Gather every line in the records that contains the word "hand" and copy each one out in full.
%%
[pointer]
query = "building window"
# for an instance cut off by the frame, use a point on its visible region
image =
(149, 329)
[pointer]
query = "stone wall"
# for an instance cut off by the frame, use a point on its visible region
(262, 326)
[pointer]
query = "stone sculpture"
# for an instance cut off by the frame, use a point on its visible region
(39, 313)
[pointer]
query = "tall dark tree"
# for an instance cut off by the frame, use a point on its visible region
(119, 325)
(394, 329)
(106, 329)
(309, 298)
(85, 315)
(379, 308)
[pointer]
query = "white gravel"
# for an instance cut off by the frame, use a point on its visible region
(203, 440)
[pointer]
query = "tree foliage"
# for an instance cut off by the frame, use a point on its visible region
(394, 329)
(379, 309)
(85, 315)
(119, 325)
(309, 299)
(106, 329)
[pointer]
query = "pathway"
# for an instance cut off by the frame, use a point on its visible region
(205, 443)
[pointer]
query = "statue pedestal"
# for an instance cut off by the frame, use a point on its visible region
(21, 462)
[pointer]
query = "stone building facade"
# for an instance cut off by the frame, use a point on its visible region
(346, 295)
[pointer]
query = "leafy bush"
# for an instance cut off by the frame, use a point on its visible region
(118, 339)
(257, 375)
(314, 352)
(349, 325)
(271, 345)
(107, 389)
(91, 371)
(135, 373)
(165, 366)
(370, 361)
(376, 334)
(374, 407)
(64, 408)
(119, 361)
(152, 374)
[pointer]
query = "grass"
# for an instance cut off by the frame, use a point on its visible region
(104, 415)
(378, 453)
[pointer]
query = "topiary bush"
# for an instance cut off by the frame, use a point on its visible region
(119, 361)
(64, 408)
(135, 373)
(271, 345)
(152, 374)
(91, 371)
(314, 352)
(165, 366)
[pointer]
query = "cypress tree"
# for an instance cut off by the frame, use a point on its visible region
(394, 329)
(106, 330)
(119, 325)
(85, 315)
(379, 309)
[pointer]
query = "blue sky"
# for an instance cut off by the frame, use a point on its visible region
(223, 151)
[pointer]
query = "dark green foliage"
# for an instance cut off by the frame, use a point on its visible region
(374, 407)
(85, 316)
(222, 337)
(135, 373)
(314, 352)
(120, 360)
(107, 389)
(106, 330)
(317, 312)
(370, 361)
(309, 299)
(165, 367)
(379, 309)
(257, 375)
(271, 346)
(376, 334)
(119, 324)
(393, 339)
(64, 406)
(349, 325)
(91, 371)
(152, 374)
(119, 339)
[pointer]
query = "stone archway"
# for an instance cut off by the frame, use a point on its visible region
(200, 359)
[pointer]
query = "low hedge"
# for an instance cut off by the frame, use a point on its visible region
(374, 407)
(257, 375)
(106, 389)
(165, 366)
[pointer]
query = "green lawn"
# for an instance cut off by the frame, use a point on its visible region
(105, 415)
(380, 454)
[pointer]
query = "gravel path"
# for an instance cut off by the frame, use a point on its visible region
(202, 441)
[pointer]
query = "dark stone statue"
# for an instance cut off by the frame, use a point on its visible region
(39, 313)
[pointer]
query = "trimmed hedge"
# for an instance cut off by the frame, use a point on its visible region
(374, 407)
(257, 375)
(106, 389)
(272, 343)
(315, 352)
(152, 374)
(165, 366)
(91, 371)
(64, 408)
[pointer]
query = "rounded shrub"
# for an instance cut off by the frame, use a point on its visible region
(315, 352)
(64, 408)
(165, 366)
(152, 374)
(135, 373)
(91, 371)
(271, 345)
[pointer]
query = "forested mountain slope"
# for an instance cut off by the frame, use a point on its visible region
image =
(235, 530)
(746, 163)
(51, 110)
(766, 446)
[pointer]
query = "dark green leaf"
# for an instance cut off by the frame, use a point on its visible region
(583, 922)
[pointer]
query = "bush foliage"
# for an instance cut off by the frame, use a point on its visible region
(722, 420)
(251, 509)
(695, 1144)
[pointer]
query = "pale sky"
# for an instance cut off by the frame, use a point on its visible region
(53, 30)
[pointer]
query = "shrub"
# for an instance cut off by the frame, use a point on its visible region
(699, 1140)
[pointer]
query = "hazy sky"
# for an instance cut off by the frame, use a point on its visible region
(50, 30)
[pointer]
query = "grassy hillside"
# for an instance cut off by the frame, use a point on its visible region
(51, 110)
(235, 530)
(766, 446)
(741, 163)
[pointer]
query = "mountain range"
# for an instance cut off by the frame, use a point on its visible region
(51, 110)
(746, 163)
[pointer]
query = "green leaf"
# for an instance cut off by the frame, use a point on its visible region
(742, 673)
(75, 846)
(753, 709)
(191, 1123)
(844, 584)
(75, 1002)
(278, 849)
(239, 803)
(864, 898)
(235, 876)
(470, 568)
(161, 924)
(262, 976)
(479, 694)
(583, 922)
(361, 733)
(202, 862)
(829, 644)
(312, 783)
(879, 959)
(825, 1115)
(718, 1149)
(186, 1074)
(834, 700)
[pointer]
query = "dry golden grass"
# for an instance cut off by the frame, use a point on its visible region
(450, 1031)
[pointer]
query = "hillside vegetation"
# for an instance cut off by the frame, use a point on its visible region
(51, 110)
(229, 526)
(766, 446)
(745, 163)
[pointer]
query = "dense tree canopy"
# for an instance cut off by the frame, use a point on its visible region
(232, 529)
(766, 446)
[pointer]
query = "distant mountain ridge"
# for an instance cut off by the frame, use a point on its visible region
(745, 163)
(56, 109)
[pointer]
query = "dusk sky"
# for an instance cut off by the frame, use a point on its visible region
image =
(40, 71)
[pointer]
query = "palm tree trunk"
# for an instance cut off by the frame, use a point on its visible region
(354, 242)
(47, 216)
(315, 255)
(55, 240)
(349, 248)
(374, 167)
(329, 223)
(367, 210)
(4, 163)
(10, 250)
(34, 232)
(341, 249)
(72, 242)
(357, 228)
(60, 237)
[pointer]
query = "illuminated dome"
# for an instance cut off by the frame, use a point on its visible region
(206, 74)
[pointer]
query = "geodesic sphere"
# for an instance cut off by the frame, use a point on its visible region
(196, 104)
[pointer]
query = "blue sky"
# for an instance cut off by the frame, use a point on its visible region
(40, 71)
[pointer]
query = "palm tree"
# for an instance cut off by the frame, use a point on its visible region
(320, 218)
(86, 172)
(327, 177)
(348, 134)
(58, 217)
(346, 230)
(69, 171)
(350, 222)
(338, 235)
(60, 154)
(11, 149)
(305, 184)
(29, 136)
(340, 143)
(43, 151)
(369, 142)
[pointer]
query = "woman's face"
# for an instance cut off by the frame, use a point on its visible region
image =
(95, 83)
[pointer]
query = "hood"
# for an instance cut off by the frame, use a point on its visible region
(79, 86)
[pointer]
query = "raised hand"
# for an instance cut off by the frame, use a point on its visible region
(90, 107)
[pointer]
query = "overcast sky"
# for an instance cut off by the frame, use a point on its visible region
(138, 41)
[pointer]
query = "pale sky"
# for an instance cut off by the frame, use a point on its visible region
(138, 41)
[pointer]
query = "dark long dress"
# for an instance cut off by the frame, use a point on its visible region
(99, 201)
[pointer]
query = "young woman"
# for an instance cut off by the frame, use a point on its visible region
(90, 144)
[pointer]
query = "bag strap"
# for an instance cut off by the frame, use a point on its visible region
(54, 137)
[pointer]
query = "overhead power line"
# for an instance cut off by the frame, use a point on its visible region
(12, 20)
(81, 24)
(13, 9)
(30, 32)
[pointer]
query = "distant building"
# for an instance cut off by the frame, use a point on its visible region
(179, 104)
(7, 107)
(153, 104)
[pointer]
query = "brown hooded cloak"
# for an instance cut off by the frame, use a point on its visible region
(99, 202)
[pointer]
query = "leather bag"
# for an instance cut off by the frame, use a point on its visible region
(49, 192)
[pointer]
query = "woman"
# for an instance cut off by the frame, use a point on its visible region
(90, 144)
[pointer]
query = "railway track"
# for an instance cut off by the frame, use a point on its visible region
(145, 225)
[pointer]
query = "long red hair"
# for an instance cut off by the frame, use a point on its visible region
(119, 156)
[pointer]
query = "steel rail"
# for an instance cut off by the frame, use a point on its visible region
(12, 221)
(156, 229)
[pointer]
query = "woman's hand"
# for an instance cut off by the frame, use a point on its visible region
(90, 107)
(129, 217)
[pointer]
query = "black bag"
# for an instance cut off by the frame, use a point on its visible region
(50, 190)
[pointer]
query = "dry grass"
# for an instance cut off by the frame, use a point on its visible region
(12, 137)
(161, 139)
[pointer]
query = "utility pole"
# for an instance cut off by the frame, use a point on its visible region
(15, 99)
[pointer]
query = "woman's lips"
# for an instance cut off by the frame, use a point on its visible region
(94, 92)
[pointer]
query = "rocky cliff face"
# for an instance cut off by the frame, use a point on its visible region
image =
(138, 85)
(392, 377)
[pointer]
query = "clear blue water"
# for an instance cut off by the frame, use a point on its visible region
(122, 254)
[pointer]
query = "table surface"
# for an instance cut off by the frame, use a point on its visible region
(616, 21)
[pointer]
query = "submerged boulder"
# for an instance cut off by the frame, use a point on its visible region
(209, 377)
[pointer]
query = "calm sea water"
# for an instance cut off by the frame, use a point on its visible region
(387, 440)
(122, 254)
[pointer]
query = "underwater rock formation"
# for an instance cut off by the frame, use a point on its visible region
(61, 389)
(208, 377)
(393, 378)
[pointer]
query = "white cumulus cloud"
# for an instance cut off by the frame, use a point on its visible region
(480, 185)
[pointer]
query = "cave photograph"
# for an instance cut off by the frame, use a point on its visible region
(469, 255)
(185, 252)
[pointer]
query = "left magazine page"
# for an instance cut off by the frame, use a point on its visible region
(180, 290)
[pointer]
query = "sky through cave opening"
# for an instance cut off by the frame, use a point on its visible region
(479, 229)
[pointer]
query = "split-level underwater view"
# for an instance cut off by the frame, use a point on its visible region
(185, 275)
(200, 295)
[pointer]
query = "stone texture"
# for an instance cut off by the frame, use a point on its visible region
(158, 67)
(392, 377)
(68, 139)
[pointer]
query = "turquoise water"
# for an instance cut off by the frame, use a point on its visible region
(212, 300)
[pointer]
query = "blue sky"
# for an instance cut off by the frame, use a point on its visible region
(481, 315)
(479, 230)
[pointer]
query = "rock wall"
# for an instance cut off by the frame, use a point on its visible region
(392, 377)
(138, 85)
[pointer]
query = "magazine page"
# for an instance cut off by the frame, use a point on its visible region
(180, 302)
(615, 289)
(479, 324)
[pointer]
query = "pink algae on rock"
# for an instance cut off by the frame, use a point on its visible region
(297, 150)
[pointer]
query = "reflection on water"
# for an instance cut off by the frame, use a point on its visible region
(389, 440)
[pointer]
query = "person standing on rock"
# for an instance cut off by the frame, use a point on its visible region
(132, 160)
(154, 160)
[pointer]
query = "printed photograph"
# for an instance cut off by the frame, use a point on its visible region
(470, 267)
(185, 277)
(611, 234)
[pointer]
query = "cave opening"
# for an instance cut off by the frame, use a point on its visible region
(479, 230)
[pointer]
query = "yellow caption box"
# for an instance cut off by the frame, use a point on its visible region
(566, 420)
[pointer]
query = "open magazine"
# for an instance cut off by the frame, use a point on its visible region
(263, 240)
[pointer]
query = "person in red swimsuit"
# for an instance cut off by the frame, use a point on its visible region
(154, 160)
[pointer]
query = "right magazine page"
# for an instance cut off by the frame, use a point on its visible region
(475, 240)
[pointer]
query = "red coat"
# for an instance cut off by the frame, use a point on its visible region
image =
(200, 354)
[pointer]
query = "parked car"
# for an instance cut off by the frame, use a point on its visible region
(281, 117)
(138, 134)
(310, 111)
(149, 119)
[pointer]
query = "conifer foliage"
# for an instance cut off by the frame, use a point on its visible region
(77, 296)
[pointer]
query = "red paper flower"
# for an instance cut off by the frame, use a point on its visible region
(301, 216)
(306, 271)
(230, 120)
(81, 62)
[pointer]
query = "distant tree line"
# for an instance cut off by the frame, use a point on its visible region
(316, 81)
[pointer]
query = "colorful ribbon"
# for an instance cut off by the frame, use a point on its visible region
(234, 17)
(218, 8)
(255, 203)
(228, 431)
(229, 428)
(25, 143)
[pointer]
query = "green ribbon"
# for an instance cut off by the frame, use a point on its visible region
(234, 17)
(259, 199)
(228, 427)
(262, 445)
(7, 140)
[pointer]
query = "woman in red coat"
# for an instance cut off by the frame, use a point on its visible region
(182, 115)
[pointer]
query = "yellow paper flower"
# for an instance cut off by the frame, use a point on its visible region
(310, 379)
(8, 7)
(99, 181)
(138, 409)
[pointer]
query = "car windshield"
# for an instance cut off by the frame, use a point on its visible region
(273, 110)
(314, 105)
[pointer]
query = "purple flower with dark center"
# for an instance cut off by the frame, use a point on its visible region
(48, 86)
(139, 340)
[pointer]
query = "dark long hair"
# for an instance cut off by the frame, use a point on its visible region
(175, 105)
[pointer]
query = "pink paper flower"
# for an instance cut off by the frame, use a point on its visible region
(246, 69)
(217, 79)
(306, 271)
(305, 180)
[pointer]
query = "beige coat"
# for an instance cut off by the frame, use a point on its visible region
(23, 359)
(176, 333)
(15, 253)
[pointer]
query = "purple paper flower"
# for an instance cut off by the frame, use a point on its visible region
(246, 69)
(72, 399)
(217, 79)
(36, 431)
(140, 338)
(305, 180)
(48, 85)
%%
» **Result for this exercise**
query = "raised hand"
query = "woman's hand"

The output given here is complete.